Image location labeling entries
----

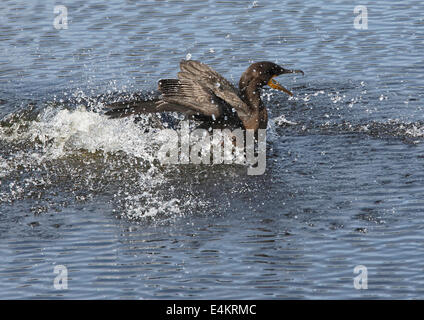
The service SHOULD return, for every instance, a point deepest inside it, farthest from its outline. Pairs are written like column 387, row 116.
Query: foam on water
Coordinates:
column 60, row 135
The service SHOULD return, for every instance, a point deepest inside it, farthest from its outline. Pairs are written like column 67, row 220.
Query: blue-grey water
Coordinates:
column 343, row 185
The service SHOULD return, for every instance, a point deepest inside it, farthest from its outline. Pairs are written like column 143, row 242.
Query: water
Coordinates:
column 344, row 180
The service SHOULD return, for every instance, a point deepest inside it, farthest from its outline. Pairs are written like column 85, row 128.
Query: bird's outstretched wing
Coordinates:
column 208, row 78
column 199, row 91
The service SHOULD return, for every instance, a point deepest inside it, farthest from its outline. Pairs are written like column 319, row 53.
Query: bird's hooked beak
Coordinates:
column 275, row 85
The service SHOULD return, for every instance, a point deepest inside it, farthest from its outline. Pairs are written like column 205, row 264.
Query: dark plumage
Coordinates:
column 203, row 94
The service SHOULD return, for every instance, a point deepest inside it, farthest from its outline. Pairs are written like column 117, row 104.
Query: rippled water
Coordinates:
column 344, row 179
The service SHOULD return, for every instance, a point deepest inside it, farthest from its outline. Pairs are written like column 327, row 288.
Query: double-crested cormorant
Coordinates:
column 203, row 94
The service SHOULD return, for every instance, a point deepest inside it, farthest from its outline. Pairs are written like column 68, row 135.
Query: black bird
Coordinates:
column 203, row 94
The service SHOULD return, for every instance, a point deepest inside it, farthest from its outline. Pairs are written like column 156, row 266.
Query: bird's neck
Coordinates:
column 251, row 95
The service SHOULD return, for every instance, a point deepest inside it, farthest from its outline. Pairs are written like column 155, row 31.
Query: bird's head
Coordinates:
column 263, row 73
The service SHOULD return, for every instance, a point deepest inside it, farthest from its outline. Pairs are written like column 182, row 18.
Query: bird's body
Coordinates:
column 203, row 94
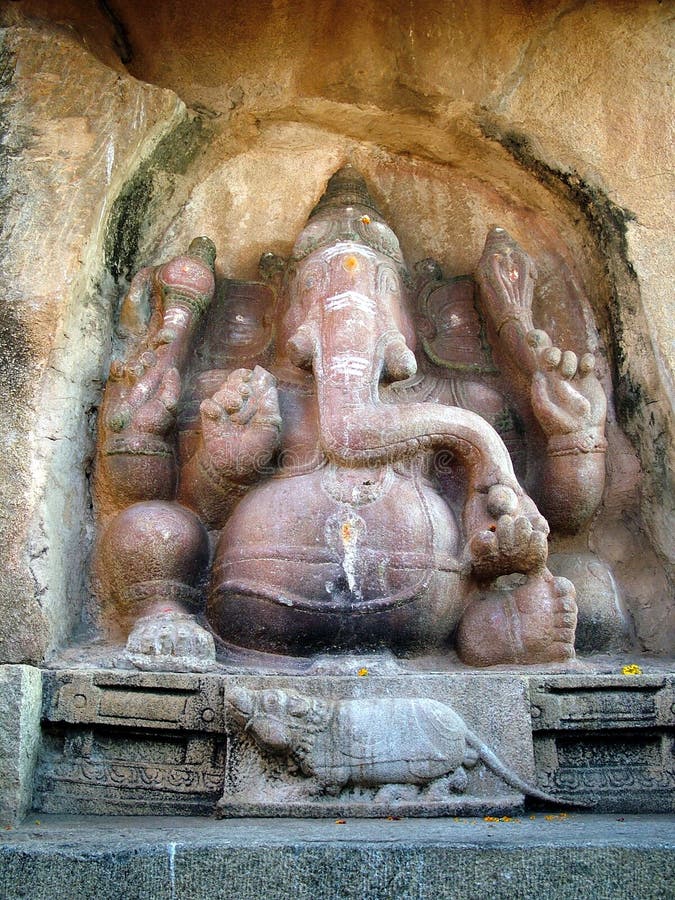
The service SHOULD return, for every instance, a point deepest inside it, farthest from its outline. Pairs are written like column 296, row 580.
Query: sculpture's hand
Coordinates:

----

Direction
Convert the lines of every entry above into a numbered list, omitting blank lines and leaving out the pictures.

Complete output
1. The service SHOULD return, for every instance, a point deepest inside it, farthest from its outline. Pairs are written like column 387, row 116.
2. Query: foam on water
3. Coordinates:
4. column 60, row 135
5. The service SHOULD return, for every instance, a point deepest inside it, farthest from its outline. Pairs are written like column 67, row 220.
6. Query: blue-grey water
7. Coordinates:
8. column 343, row 185
9. The service SHOULD return, for every instance, a point deepest inside it, farthest from its outline. Pairs are written like column 143, row 242.
10. Query: water
11. Coordinates:
12. column 344, row 180
13. The service SHOULD return, for every instance, a point deepest inside it, farthest from its outline. Pairs are written like column 85, row 128.
14. Query: bird's outstretched wing
15. Coordinates:
16. column 208, row 78
17. column 199, row 91
18. The service SHOULD return, for every instance, a point deepest inside it, farthest from its outline. Pairs are written like column 319, row 53.
19. Query: bird's hooked beak
20. Coordinates:
21. column 275, row 85
22. The service SHOULD return, for every instance, a point deepest inside it, farthest from its outline. Pairs are written like column 205, row 264.
23. Query: dark plumage
24. Coordinates:
25. column 203, row 94
26. The service SHOULD return, for every instance, a point deepest inside it, farthest from its outline. Pairs are written like column 117, row 104.
27. Query: rippled water
28. Coordinates:
29. column 344, row 179
30. The service SHOULD return, for every instance, a point deepest inside it, farthest from its outline. Pairs are written like column 327, row 288.
31. Query: double-crested cormorant
32. Coordinates:
33. column 203, row 94
34. The service SHOULD return, for every instance, a point deepest inside it, farthest from its outline. Pairs are written like column 68, row 135.
35. Query: black bird
36. Coordinates:
37. column 203, row 94
38. The service SHOULD return, for every instance, a point deepest inside it, farthest from its outline. Pairs are written like column 156, row 266.
39. Query: bird's neck
40. Coordinates:
41. column 251, row 95
42. The service SHOULD return, for every instance, a point deepest inside it, farthest from its outline. Pairs are written like column 155, row 31.
43. Query: bird's head
44. Coordinates:
45. column 263, row 73
46. The service SHOULD return, for every instance, a point deepest inside it, farthest from its outline. Pairs are written like column 182, row 18.
47. Query: bird's body
48. Coordinates:
49. column 203, row 94
50. The service SHOULD return, for every instance, a point deepest inside it, farthest from its outline. Pairs are written like column 296, row 580.
51. Query: sculpture's hand
52. Coordinates:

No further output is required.